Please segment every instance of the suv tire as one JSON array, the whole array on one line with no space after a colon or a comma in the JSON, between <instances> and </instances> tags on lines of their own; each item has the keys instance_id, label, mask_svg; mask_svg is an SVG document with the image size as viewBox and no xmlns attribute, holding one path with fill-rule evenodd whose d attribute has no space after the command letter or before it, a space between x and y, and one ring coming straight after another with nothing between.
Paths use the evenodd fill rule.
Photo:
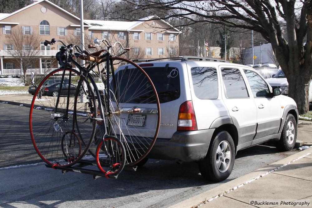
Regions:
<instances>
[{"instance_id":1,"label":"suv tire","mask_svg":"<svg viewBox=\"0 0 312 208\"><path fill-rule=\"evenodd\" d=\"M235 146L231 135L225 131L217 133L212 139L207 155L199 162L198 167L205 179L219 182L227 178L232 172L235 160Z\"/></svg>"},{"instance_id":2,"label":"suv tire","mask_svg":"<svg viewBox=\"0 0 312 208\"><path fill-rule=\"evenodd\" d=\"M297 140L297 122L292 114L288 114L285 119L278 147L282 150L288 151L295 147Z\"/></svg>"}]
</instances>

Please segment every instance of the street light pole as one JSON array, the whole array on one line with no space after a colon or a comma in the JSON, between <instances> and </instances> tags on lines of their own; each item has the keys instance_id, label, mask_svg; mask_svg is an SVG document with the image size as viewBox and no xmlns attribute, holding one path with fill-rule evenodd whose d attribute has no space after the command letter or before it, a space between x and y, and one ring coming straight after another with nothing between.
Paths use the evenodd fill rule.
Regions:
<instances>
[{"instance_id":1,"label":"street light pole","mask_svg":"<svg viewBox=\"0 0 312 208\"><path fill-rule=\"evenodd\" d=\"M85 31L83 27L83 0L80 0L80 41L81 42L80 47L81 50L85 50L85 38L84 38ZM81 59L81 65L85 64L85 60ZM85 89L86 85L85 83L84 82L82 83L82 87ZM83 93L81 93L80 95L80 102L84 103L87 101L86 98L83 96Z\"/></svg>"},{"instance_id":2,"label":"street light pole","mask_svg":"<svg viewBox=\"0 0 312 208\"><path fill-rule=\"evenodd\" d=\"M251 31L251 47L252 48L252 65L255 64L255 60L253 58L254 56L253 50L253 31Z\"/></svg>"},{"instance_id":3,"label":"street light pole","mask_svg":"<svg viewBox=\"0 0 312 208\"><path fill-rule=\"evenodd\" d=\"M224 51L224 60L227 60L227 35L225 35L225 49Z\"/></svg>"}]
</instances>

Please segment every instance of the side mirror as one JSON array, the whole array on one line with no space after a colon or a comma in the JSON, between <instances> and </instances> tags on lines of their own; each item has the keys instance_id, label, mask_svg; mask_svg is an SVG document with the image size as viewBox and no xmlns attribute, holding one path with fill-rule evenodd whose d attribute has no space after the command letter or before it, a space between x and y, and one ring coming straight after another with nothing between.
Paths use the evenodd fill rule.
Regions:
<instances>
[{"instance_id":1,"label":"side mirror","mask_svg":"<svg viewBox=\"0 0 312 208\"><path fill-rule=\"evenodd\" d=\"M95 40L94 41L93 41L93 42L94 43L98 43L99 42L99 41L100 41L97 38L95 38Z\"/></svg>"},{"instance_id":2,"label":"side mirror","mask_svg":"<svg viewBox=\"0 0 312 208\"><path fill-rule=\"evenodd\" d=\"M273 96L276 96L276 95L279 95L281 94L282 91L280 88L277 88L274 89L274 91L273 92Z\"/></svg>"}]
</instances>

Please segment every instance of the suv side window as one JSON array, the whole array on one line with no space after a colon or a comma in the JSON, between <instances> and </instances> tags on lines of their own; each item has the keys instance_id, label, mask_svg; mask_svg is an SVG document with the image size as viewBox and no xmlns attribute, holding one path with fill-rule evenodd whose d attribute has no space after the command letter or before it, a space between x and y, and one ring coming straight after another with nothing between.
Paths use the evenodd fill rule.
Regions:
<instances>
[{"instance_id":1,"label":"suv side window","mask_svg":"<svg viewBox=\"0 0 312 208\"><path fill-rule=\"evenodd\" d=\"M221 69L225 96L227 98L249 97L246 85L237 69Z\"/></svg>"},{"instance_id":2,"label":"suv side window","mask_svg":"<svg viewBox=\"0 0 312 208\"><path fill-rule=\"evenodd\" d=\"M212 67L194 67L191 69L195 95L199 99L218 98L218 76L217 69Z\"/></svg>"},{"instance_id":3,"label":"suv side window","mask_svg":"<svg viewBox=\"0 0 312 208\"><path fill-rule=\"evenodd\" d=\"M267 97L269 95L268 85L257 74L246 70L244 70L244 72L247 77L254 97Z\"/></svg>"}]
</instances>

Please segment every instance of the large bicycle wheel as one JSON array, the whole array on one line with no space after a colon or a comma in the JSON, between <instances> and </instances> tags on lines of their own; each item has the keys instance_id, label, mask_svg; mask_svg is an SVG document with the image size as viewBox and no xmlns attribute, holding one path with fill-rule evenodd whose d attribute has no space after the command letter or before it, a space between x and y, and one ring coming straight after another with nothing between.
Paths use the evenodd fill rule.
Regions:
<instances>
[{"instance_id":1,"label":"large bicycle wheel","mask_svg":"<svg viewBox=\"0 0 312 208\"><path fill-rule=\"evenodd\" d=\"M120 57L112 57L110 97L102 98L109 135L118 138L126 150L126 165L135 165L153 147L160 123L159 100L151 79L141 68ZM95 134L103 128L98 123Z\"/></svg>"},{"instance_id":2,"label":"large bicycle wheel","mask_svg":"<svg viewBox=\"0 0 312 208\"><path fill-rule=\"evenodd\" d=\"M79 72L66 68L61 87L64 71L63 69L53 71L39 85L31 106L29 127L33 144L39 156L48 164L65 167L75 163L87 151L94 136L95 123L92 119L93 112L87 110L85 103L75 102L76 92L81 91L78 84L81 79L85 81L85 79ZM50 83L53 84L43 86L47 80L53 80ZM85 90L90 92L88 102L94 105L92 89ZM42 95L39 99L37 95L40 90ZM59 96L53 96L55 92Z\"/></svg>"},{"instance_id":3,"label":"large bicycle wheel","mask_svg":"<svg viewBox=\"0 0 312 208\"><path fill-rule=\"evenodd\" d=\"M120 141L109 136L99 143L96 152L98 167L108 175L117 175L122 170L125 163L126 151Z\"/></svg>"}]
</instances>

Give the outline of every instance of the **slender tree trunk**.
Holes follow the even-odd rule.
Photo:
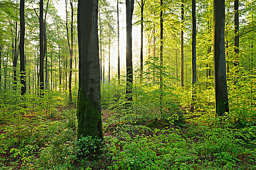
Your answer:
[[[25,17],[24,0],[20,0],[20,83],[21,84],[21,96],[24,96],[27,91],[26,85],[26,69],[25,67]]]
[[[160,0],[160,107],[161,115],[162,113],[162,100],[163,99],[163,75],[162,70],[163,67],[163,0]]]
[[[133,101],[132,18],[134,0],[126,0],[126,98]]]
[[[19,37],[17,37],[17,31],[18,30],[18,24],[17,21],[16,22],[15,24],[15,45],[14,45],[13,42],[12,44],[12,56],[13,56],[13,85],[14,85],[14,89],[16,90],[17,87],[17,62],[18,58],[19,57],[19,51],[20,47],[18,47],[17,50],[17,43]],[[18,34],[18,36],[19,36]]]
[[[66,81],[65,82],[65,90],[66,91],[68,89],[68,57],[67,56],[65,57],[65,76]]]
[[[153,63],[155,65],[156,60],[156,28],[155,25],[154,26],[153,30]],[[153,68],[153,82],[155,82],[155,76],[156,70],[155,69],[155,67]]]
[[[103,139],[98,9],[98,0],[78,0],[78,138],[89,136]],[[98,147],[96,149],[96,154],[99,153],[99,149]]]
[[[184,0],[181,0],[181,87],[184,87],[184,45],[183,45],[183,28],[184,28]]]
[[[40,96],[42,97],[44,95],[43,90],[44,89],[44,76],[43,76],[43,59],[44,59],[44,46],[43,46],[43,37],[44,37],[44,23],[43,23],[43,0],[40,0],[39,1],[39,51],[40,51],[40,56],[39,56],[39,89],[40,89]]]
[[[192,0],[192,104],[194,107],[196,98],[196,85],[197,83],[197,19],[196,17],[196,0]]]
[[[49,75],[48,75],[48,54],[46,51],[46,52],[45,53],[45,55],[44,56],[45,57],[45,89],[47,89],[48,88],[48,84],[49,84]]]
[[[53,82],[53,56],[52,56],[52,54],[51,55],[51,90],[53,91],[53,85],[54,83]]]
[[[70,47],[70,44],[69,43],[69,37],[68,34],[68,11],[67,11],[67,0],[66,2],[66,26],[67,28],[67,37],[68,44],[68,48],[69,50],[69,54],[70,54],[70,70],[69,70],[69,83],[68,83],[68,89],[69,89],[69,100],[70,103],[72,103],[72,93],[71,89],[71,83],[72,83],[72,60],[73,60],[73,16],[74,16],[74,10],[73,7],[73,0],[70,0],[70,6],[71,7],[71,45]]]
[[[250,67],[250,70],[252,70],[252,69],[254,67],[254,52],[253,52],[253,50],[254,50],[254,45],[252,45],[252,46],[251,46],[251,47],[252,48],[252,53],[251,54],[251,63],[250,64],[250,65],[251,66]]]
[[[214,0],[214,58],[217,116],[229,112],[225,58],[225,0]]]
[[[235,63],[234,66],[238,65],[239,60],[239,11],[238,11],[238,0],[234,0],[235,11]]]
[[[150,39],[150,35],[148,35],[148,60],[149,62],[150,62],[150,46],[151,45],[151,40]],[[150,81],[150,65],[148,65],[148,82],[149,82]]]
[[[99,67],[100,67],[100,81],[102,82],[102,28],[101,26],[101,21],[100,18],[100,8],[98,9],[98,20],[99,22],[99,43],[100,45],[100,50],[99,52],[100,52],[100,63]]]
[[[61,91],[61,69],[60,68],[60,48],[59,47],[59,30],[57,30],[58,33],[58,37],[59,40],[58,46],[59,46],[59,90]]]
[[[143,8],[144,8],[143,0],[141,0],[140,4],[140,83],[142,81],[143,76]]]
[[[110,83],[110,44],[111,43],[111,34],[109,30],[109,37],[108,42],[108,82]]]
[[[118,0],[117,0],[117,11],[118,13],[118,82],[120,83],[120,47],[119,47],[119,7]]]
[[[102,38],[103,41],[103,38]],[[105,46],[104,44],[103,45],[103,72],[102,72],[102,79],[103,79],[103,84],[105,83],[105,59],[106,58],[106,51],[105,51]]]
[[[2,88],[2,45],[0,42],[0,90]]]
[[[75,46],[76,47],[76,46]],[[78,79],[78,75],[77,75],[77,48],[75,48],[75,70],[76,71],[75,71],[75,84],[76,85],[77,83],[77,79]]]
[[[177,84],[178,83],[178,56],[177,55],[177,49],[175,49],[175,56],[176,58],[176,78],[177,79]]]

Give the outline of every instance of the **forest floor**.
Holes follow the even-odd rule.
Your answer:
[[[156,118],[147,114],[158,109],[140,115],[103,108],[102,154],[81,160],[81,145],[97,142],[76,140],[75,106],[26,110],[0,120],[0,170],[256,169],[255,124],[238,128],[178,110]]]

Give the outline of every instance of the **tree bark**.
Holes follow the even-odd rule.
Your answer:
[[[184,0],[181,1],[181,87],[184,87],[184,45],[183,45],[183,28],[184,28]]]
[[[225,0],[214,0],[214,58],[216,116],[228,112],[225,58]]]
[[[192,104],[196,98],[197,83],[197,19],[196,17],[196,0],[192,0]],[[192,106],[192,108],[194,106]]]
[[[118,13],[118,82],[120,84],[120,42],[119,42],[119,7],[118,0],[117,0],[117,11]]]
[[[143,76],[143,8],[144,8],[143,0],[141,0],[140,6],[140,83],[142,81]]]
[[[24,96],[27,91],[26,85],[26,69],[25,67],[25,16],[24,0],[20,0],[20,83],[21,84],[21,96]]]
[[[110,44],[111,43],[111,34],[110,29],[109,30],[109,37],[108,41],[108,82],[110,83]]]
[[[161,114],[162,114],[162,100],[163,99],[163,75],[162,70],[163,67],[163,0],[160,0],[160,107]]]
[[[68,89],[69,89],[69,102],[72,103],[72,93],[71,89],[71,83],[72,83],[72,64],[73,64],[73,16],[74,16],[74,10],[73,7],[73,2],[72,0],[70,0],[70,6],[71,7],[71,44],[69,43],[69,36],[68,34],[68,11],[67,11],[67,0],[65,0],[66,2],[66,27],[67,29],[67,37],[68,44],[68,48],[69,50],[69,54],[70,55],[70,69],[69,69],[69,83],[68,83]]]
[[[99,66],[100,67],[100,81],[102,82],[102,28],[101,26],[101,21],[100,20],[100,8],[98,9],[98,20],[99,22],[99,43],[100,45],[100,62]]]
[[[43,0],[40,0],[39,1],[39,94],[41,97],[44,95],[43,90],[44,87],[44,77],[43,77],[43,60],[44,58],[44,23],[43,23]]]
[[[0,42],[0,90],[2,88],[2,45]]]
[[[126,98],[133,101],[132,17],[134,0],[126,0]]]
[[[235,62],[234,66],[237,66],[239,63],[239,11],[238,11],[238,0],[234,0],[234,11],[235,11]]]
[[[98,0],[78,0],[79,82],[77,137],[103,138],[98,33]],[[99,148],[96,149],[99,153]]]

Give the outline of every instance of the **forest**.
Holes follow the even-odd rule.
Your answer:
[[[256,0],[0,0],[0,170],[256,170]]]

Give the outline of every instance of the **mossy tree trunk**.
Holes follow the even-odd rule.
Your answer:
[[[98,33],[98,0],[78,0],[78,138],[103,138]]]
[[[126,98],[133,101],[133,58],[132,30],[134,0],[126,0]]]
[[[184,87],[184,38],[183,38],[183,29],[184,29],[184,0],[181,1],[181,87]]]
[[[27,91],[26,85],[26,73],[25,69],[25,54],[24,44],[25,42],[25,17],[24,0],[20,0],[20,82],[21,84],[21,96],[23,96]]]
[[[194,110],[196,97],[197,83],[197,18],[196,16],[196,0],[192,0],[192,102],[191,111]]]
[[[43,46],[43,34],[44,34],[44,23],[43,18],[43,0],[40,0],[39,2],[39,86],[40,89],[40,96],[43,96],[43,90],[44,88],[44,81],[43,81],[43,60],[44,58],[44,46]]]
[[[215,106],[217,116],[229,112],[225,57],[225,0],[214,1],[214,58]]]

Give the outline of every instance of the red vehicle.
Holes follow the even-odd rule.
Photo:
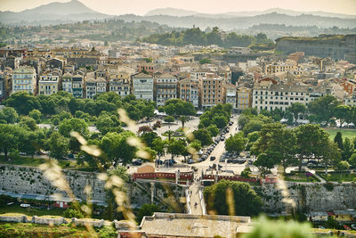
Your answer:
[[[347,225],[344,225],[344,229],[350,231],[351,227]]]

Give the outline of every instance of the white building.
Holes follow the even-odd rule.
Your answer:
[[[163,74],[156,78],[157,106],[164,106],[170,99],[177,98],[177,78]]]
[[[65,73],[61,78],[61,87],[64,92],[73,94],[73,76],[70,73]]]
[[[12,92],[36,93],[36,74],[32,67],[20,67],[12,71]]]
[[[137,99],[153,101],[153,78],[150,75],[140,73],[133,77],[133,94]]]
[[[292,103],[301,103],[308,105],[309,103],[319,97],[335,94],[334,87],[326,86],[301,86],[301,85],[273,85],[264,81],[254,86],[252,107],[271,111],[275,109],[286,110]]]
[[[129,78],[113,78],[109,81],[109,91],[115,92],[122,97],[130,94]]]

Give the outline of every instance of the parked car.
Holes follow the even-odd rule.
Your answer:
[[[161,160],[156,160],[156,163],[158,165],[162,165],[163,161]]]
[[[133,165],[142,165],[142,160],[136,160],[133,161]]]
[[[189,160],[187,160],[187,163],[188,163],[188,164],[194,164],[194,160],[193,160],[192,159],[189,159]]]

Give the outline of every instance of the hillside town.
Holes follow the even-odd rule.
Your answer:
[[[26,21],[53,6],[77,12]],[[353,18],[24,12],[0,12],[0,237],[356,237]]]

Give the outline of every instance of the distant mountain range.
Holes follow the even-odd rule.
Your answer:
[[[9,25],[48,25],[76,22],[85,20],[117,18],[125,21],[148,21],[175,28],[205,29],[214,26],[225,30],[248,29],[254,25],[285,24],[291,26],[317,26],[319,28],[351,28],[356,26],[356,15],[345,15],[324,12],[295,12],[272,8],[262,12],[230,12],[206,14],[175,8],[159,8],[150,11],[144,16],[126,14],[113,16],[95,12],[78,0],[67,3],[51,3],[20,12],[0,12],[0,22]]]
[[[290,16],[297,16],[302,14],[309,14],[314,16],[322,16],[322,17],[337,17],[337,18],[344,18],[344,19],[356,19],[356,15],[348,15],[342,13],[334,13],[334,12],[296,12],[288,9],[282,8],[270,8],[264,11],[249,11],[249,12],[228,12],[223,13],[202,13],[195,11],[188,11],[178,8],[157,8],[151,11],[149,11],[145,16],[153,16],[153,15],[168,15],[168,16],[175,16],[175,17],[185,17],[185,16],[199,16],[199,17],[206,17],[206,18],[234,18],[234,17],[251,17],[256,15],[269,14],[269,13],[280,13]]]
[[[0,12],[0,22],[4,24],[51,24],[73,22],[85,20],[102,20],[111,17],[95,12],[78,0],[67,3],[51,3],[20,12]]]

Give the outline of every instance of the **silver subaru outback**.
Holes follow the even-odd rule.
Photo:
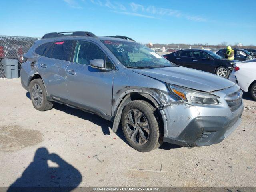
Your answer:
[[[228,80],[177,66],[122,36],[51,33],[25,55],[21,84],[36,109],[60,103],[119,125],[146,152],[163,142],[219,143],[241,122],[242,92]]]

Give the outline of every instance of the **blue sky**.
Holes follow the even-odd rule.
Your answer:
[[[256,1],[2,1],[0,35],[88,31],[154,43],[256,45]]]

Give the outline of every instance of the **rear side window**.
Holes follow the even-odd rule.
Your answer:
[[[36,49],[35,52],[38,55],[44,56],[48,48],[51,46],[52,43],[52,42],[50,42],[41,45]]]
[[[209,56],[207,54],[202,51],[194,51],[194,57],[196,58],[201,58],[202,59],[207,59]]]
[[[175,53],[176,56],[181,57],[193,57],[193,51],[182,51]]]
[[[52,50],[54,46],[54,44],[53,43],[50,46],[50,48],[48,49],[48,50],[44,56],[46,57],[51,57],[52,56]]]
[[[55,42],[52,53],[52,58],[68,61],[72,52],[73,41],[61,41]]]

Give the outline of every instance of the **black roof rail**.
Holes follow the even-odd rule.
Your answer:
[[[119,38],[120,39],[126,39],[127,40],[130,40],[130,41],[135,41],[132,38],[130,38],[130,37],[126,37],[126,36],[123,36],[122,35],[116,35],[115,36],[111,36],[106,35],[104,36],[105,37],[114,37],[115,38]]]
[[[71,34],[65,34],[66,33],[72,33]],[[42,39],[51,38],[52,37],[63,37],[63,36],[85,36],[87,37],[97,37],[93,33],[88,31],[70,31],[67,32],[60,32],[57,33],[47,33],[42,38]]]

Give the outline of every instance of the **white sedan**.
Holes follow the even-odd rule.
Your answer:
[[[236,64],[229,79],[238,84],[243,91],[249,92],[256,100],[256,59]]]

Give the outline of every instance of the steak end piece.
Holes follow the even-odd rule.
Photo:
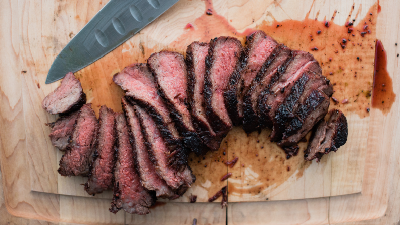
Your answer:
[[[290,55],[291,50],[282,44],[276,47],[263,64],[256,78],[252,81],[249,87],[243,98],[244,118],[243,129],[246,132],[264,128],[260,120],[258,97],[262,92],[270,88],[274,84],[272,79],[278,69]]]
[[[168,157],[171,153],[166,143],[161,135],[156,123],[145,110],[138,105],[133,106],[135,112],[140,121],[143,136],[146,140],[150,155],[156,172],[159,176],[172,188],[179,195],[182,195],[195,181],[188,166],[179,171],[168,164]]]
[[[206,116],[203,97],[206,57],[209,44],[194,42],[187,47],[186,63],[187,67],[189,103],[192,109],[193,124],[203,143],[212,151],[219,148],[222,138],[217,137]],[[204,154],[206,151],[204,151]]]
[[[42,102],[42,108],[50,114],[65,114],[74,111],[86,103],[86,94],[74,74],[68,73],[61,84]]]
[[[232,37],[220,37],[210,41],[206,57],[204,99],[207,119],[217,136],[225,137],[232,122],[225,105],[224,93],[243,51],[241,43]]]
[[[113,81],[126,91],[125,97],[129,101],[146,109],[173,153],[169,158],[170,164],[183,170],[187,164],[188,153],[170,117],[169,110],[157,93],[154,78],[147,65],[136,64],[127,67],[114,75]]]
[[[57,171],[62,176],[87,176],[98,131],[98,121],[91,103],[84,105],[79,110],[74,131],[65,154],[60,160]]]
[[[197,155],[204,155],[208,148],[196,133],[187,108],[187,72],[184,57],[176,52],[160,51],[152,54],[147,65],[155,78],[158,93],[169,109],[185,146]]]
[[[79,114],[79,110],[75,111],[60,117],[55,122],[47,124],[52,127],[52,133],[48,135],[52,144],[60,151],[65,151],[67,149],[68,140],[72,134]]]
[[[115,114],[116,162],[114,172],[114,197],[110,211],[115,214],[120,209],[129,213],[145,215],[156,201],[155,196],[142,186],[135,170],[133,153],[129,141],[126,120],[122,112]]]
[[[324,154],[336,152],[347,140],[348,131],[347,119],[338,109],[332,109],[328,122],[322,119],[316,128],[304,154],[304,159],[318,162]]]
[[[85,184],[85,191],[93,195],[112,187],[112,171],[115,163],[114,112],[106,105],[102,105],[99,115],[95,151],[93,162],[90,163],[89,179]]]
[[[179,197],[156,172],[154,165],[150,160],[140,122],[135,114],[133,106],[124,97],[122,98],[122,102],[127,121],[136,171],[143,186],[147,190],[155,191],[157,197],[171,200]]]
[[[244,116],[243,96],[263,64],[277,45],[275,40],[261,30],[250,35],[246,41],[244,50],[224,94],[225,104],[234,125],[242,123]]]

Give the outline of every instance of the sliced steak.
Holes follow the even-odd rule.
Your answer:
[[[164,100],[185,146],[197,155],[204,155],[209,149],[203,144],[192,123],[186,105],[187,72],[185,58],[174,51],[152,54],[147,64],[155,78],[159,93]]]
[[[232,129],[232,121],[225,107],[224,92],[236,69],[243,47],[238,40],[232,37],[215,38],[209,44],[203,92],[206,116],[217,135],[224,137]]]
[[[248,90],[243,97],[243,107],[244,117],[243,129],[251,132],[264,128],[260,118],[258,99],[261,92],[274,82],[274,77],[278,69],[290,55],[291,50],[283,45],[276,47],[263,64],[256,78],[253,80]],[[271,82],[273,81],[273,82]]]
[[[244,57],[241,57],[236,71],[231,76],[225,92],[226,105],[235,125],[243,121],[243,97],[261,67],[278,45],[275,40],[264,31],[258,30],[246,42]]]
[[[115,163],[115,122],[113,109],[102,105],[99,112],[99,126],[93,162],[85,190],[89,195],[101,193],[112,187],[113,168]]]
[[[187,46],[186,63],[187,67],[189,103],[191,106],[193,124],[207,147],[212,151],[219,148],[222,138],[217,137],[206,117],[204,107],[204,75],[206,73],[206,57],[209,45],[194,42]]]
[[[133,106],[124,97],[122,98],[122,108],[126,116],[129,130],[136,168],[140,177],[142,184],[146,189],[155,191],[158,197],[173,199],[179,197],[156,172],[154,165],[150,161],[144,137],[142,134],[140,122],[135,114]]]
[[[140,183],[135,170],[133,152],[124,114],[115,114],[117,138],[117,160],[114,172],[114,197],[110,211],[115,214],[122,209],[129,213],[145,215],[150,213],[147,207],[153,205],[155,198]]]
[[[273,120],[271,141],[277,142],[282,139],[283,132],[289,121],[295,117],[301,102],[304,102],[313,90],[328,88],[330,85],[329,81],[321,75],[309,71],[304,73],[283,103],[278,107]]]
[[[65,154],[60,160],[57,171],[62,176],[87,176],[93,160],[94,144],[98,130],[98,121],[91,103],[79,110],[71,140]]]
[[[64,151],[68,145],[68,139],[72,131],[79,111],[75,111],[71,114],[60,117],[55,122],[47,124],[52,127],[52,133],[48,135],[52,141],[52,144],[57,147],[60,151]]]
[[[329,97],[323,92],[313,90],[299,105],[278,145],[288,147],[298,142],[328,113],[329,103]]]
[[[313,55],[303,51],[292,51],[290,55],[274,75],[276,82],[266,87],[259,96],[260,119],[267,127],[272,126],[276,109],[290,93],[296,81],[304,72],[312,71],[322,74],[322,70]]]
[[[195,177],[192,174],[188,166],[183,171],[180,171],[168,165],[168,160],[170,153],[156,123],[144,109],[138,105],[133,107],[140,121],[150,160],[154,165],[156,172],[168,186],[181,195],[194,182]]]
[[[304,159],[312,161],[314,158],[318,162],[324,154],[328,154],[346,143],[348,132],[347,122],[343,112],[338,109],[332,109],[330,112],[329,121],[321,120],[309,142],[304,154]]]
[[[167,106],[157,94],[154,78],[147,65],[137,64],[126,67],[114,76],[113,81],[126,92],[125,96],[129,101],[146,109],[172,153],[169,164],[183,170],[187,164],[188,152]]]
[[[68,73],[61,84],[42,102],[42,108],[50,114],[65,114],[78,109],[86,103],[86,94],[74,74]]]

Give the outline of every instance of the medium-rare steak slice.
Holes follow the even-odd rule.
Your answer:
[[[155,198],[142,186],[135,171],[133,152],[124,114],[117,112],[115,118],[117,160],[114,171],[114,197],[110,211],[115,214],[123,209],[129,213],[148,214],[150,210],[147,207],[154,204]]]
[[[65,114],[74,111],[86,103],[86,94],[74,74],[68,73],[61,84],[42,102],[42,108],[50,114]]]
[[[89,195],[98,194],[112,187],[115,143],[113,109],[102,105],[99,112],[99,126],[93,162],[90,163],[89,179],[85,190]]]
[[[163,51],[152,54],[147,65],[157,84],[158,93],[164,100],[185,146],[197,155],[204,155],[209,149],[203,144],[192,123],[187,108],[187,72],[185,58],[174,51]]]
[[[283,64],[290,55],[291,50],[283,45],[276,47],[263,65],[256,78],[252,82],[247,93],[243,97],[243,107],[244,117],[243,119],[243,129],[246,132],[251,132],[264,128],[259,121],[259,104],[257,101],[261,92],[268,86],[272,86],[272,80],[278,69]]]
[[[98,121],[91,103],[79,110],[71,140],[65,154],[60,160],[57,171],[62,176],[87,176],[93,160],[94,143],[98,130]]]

» What needs to be done: Copy verbatim from the listing the lines starting with the one containing "Give the outline of every instance of the **tree" and continuing through the one containing "[[[225,0],[214,0],[214,58],[216,116],[228,112],[225,58]]]", including both.

» The output:
Give the outline of every instance of the **tree bark**.
Holes follow the even-odd rule.
Your answer:
[[[184,0],[181,1],[181,87],[184,87],[184,45],[183,45],[183,28],[184,28]]]
[[[225,0],[214,0],[214,58],[216,116],[228,112],[225,58]]]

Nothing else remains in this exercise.